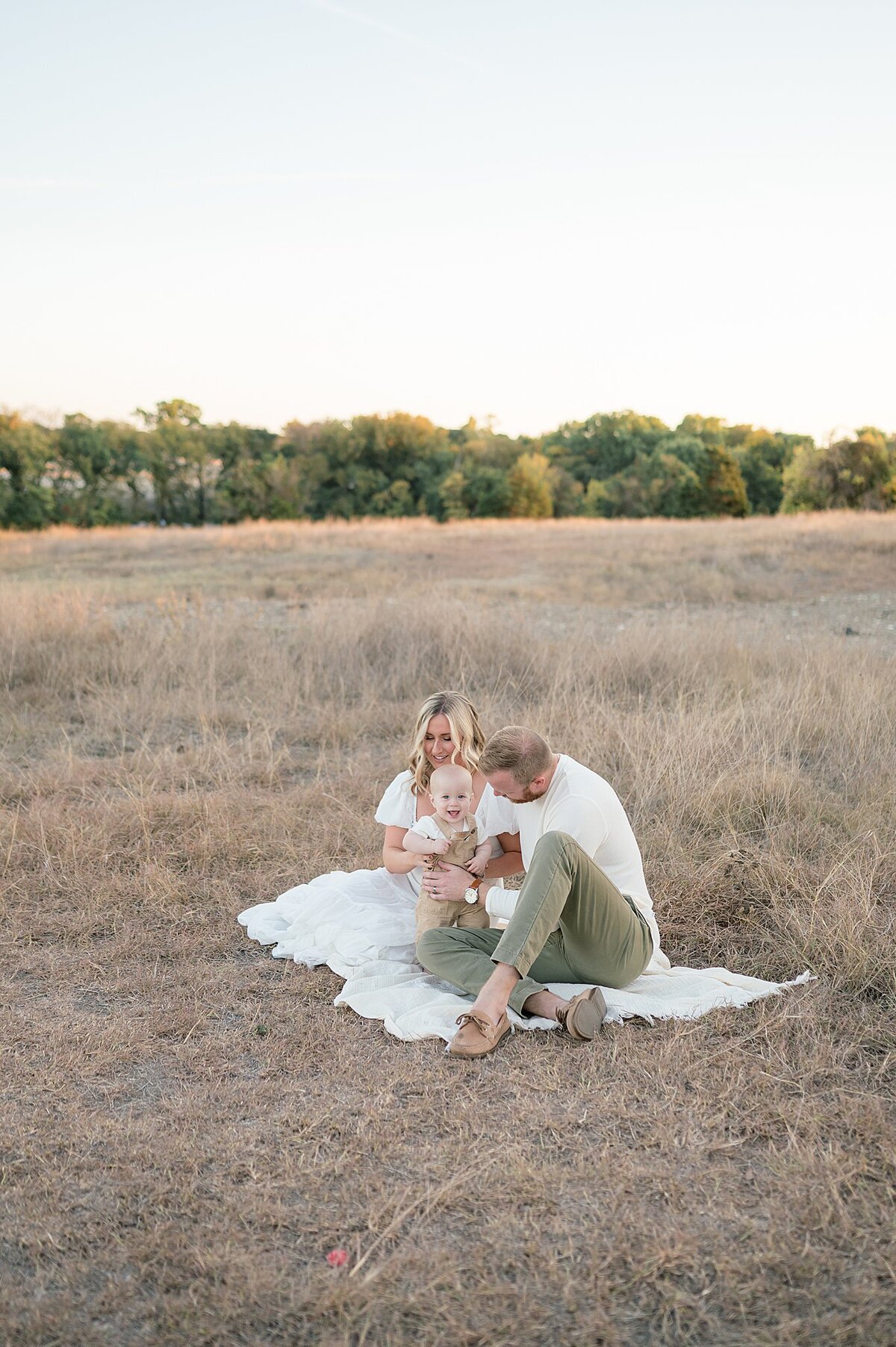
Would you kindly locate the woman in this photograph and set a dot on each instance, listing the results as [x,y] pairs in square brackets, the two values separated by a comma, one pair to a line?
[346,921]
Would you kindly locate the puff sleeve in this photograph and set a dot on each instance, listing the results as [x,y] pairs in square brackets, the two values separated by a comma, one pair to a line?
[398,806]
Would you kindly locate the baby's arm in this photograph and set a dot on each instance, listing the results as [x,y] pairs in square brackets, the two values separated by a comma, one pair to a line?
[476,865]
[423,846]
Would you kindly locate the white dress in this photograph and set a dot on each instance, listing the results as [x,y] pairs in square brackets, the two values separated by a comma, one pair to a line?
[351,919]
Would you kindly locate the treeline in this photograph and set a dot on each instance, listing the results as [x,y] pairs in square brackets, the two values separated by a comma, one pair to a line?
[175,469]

------------------------------------------------------------

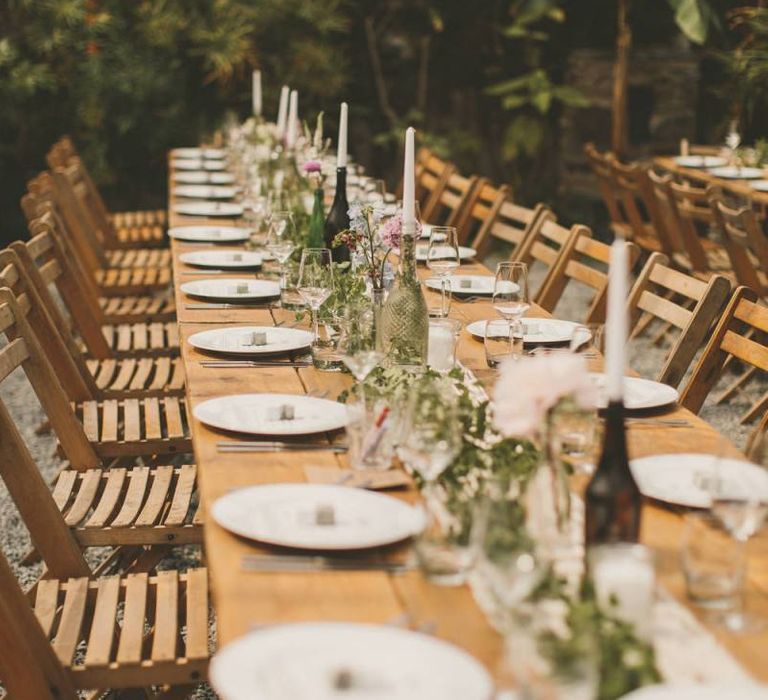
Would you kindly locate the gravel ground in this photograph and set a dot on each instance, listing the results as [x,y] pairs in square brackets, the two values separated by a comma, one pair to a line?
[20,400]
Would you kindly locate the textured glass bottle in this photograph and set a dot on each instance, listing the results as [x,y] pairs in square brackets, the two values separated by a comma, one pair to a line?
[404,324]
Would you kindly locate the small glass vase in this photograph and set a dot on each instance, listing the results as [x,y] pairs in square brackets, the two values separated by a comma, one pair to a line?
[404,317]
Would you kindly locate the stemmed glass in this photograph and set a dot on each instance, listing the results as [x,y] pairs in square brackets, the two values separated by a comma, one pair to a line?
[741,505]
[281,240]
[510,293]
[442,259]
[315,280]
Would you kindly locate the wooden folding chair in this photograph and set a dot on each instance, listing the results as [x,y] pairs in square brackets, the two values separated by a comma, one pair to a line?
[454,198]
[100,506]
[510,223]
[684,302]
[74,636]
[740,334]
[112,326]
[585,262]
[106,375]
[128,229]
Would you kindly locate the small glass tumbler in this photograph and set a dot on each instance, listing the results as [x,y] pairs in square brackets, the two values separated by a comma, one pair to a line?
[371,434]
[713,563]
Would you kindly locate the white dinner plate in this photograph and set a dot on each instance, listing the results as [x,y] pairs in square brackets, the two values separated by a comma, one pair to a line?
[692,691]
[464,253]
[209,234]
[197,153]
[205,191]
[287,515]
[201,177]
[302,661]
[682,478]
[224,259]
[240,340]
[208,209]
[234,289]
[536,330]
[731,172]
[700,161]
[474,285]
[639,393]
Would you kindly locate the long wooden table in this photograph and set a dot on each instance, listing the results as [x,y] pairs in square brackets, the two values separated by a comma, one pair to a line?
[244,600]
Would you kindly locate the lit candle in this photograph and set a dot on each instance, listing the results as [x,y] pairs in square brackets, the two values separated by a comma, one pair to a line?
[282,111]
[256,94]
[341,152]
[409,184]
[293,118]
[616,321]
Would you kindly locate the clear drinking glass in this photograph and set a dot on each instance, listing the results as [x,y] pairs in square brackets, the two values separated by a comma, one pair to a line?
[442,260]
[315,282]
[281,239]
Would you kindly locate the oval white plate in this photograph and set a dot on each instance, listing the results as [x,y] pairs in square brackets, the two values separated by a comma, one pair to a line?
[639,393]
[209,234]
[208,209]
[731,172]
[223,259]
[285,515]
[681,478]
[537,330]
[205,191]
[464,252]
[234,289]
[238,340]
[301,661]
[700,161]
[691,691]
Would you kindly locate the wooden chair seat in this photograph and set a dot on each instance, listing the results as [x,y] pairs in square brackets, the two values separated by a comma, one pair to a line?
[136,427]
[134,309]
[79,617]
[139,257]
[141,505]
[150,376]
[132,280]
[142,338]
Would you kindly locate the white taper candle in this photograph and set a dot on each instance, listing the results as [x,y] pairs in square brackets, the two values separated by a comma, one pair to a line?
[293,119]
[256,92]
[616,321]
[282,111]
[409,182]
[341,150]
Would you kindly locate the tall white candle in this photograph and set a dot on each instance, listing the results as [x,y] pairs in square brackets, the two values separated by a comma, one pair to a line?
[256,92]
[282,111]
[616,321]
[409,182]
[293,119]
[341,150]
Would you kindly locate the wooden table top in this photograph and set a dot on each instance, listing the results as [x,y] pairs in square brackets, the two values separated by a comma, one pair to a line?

------------------------------------------------------------

Pick out every line in the entries above that contains the word "table", and copy each one.

Would you kindly locate the long wooden table in this photograph and set a dot on each instance, listing the results as [x,y] pairs in square brackets, the two values separated by a comma, one pair to a line?
Would you kindly locate the wooden table top in this photograph and set a dot on each instance, listing the results as [x,y] pairs in square brackets, the two values separated by a comma, one pair to a line?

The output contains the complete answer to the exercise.